= Work instructions =
Copy out the entries below in full and exactly.

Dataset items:
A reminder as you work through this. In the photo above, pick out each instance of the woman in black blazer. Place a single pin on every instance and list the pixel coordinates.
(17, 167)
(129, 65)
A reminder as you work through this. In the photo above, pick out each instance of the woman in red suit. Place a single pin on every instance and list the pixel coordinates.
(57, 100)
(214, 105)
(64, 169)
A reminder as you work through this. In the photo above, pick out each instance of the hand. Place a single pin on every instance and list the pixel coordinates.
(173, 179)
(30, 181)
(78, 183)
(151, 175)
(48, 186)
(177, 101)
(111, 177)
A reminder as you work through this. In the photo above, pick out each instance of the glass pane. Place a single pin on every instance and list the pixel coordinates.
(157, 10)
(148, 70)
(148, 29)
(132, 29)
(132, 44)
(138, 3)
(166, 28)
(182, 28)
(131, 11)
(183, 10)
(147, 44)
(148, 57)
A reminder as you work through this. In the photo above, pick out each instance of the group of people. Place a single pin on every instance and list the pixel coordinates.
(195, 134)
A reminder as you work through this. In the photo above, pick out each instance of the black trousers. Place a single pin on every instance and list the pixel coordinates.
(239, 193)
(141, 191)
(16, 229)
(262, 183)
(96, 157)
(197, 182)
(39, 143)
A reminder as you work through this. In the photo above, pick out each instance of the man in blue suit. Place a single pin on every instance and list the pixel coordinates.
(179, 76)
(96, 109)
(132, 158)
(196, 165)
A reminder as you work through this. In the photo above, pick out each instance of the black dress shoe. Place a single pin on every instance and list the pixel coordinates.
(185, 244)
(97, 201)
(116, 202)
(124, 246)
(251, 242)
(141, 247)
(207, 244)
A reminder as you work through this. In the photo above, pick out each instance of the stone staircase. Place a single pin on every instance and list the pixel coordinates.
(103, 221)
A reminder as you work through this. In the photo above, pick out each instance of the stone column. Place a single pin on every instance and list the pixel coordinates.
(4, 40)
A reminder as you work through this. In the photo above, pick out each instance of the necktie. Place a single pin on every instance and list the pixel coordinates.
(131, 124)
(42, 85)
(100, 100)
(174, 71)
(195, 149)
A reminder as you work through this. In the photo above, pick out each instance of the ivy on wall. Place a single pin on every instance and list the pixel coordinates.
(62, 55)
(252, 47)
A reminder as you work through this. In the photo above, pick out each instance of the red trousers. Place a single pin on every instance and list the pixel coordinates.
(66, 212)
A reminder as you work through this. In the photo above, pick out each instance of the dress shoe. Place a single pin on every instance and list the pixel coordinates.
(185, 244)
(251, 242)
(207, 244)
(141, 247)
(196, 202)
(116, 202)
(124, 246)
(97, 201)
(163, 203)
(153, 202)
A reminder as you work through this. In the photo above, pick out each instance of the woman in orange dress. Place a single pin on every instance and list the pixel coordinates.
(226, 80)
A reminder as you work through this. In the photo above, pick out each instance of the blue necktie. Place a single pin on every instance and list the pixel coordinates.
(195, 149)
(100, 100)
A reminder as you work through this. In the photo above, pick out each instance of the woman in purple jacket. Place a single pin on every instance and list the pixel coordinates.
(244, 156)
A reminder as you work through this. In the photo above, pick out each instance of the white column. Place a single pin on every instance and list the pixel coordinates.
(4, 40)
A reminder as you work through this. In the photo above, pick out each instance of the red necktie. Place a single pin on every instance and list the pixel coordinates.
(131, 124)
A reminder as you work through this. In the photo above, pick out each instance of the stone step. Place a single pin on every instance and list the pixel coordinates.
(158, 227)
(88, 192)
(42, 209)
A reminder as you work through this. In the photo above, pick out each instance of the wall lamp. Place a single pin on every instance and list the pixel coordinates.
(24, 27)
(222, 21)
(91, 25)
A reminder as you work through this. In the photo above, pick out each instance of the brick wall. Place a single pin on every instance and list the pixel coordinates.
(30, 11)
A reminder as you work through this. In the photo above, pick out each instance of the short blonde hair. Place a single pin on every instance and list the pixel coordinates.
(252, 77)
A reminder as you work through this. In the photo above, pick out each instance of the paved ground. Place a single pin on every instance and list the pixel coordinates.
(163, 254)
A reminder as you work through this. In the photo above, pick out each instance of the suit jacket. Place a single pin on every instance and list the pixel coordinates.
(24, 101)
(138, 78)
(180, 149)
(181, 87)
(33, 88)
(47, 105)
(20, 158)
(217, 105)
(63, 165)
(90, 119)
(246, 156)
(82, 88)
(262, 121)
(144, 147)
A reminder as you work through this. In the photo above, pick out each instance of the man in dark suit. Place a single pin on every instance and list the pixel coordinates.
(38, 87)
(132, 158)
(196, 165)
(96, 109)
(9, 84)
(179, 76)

= Reply =
A reminder as you work through this. In the photo above, pick out each instance of the woman in black blazer. Place a single pin on every instance and list the pixel coordinates.
(17, 167)
(129, 65)
A reminder as you work through this. In the photo above, pick out each instance of the woman in red suit. Place a single pin on every instance and list the pixel coordinates.
(57, 100)
(214, 105)
(64, 169)
A reminder as you work through this. In the photo above, pick out each instance of the hand. Place a single pin on every instance and list the pixel coordinates.
(173, 179)
(30, 181)
(78, 183)
(151, 175)
(48, 186)
(177, 101)
(111, 177)
A reminder as you work through this. In the photo above, pick out each instance of the glass pane. Place a single pin on every instance and list the pixel coordinates.
(157, 10)
(148, 70)
(148, 29)
(132, 29)
(132, 44)
(138, 3)
(166, 28)
(182, 28)
(131, 11)
(183, 10)
(147, 44)
(148, 57)
A reminder as you work through this. In the photo above, pick out each instance of the group of people. Place a single pin on every instance and list the pixel coordinates.
(195, 134)
A reminder as you work through this. In the photo above, pick out each instance of the black trousers. Place a single pin on every instance and list the pixel coordinates.
(239, 193)
(141, 191)
(16, 229)
(262, 183)
(96, 157)
(197, 182)
(39, 143)
A reminder as you work through this. In the photo above, pick out each instance of the man in blue suit. Place a single pin on every instance and list the pixel coordinates.
(179, 76)
(96, 109)
(132, 158)
(196, 165)
A reminder as you work through this. In the photo above, pick out each instance of the black dress shoe. Place a single pin on every instance and list the pixel coordinates.
(185, 244)
(97, 201)
(116, 202)
(124, 246)
(251, 242)
(141, 247)
(207, 244)
A reminder as you work through this. In the photo above, pick out each instance of the stone staircase. Place a single pin on every instance and list the pixel coordinates.
(103, 221)
A reminder as you work through this. In the photo above, pick out each instance of the stone column. Place a single pin on every instance and list the pixel coordinates.
(4, 40)
A reminder as you work through this. In the photo above, pick out each instance of the necktie. Place a single pin on every instance and list the pixel coordinates.
(131, 124)
(42, 85)
(100, 100)
(174, 71)
(195, 149)
A reminder as you work through this. In the photo above, pick out each instance of the ivy on wall. Place a single pin on every instance and list the pixel coordinates.
(62, 55)
(252, 47)
A reminder as you work through this. In the photo above, pick out each instance of the red trousers. Place a single pin on every instance and list the pixel coordinates.
(66, 212)
A reminder as you work through this. In the photo above, pick out each instance of the dress shoe. Place a single pin on every instance and list the pixel coordinates.
(185, 244)
(251, 242)
(207, 244)
(141, 247)
(196, 202)
(116, 202)
(124, 246)
(97, 201)
(163, 203)
(153, 202)
A reminder as you work through this. In the photo above, pick out each instance of the woman in orange dress. Place a single pin on every instance and list the pixel coordinates.
(226, 80)
A reminder as you work through this. In the photo above, pick out each instance of the blue necktie. Place a single pin on every instance and list the pixel coordinates.
(195, 149)
(100, 100)
A reminder as you work through this. In the photo above, pick out each instance of the woman in purple jacket. Place a single pin on every instance and list the pixel coordinates.
(244, 156)
A reminder as you work through this. In the photo above, pick out each instance of the white column. Place a single pin on every instance and list the pixel coordinates.
(4, 40)
A reminder as you work through this. In the photo above, pick out each instance of the red necktie. Place a single pin on every instance and list the pixel coordinates.
(131, 124)
A reminder as you work through this. In the photo above, pick out each instance of the stone step. Place a single pin on every instance and list the pixel coordinates.
(158, 227)
(88, 192)
(42, 209)
A reminder as you work through this. In the photo above, pick out each instance of the wall lamp. Place a single pin on every instance and list the pixel coordinates.
(24, 27)
(222, 21)
(91, 25)
A reminder as you work through this. In the photo above, pick out each instance of the brick wall. Place a single pin on every instance and list the pixel coordinates.
(30, 11)
A reminder as you work through this. In the photo above, pick out each instance of the short blonde hair. Place a single pin on every instance and list the pixel coordinates.
(252, 77)
A reminder as you work through this. In the photo above, pick out each instance of the paved ground. Place a single pin on every instance and list the pixel coordinates.
(163, 254)
A reminder as you work through this. In the photo above, pick out each instance of the suit jacket. Place a single pin on every instance and list the pixel coordinates.
(24, 101)
(138, 78)
(180, 149)
(181, 87)
(33, 88)
(47, 105)
(20, 158)
(217, 105)
(63, 165)
(90, 119)
(246, 156)
(82, 88)
(262, 121)
(144, 147)
A reminder as you work through this. In the photo above, pick out each instance of the man in dark suit. Place a single pin on every instance and list the pixel coordinates.
(38, 87)
(132, 158)
(196, 165)
(96, 109)
(9, 84)
(179, 76)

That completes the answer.